» **DATA TO PROCESS**
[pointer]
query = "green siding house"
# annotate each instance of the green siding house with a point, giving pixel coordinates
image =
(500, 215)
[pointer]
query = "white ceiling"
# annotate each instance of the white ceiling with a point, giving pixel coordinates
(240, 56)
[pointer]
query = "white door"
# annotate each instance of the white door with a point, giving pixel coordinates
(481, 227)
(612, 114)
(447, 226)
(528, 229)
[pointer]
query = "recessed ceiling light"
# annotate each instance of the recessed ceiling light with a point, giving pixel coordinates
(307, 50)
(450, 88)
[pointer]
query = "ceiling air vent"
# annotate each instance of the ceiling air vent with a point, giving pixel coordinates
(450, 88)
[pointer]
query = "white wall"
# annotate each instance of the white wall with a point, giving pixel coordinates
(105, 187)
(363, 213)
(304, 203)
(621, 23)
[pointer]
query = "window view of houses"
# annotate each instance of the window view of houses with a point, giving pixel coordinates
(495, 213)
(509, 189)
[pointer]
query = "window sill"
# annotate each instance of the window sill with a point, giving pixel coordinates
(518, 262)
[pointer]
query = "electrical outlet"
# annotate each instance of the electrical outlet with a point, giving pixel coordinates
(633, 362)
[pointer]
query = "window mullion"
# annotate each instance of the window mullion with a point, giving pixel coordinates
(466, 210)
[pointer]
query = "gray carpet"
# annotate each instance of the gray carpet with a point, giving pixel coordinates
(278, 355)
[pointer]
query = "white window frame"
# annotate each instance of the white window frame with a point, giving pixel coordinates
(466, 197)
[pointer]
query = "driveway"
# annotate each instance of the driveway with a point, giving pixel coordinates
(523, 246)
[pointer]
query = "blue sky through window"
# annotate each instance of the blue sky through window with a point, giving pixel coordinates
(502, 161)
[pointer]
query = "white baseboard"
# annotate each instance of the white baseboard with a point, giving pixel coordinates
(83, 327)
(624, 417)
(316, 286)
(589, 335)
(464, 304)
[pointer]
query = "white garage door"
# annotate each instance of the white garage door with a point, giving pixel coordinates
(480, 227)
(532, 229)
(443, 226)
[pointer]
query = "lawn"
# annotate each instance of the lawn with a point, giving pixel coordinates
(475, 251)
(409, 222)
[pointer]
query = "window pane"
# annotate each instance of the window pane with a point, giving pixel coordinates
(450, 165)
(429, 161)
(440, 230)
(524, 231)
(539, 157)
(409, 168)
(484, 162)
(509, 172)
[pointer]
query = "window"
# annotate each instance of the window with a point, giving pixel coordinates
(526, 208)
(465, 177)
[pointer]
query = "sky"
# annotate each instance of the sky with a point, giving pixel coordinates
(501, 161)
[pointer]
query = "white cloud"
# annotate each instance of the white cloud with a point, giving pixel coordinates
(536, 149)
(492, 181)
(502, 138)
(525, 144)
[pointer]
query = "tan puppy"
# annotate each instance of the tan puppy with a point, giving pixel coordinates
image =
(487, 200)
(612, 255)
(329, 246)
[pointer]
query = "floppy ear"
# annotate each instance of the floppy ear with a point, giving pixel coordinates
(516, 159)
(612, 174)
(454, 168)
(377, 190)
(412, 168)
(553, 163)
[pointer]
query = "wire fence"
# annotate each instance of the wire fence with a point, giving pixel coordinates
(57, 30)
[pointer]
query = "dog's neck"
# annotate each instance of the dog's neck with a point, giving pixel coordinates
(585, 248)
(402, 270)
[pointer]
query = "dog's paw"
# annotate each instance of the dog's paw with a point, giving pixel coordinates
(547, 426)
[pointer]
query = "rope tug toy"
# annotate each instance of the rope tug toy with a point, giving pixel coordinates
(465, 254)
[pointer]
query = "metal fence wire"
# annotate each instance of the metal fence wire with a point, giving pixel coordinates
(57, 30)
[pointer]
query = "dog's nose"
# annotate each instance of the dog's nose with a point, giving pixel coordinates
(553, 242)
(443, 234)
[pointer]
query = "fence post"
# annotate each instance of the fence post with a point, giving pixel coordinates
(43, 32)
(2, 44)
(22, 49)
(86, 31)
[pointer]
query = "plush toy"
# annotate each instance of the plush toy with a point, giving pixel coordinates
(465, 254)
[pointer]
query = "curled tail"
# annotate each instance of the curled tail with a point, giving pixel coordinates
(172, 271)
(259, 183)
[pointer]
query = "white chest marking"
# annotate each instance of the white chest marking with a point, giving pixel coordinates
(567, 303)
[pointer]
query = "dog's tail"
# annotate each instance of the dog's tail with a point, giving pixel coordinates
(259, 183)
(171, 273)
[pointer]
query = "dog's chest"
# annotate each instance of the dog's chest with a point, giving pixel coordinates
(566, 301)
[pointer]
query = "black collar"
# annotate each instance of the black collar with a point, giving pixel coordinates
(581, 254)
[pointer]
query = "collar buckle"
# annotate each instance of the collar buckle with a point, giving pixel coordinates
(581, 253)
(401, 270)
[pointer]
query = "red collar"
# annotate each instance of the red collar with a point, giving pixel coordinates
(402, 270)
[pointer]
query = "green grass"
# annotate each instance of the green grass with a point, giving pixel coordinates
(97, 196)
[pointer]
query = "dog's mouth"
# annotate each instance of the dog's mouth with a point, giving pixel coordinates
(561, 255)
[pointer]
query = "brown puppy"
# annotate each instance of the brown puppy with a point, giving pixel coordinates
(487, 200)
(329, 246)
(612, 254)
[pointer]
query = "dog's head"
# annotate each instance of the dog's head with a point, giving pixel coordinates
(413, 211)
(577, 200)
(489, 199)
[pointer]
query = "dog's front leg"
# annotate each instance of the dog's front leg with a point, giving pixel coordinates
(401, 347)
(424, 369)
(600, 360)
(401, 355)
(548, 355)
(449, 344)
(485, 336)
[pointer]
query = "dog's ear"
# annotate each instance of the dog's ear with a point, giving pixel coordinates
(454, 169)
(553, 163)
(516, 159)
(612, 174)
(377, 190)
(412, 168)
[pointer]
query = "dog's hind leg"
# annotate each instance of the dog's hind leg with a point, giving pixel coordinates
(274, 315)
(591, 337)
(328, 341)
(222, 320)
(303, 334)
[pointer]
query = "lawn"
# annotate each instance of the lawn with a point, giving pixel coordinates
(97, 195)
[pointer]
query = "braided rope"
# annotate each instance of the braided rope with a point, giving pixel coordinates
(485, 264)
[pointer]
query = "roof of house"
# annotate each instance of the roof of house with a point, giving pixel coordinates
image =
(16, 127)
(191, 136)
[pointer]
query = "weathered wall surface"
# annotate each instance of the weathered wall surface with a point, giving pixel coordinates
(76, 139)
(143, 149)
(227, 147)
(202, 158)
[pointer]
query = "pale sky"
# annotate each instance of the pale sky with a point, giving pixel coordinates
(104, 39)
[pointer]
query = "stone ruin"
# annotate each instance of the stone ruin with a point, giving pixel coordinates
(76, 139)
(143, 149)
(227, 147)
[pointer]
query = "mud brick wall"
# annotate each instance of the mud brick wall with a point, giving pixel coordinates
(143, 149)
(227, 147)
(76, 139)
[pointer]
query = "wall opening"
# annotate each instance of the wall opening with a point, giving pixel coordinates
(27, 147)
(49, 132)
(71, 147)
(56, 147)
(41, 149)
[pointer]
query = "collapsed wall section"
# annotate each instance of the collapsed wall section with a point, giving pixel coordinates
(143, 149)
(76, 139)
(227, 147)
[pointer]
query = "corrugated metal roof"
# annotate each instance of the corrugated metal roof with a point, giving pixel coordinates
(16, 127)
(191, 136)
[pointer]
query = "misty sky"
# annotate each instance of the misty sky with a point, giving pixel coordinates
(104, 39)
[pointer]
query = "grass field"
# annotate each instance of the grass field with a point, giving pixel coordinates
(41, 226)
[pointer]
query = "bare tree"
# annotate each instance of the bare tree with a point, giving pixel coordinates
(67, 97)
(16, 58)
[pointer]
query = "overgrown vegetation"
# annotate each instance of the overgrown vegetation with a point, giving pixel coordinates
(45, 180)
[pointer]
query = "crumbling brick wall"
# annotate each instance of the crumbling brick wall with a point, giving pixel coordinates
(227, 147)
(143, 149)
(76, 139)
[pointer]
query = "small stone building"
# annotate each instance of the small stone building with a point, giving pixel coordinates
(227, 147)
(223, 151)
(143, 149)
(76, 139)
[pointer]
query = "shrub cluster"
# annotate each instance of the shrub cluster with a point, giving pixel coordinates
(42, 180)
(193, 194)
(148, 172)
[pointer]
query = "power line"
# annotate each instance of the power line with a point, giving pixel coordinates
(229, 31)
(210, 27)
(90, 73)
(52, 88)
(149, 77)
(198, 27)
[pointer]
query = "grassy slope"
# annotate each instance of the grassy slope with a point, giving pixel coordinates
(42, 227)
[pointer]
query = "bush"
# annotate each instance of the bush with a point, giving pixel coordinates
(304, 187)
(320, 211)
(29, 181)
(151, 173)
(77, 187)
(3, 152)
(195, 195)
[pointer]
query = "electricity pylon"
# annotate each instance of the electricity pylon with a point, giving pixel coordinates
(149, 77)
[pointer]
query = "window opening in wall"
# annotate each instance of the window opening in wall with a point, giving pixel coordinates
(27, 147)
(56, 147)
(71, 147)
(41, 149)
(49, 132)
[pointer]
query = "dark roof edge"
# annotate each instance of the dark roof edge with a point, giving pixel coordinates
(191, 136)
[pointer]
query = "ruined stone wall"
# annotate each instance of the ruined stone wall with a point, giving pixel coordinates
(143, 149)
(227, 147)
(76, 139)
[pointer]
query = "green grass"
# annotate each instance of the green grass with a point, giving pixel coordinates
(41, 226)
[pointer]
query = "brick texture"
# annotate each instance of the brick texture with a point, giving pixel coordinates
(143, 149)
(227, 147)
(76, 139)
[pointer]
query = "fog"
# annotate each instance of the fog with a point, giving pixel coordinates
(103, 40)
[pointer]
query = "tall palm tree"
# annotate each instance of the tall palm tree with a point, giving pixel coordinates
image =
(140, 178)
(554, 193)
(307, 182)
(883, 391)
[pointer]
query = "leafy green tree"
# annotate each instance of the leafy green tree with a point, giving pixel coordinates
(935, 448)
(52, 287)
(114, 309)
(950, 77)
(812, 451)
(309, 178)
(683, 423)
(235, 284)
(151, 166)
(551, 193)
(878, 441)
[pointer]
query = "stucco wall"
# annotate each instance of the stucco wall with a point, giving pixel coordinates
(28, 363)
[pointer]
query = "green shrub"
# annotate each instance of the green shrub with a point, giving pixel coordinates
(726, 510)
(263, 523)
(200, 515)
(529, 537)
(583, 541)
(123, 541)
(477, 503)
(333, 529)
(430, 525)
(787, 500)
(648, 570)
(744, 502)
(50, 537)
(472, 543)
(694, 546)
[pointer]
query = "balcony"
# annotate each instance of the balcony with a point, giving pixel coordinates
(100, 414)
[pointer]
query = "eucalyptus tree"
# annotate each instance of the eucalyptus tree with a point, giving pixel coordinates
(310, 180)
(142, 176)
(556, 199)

» **WORK TO DO**
Return each line of the entries above that contains the string "building".

» **TASK SOLUTION**
query = "small stone building"
# annotate each instance of the small stone building with a point, giving pixel coordinates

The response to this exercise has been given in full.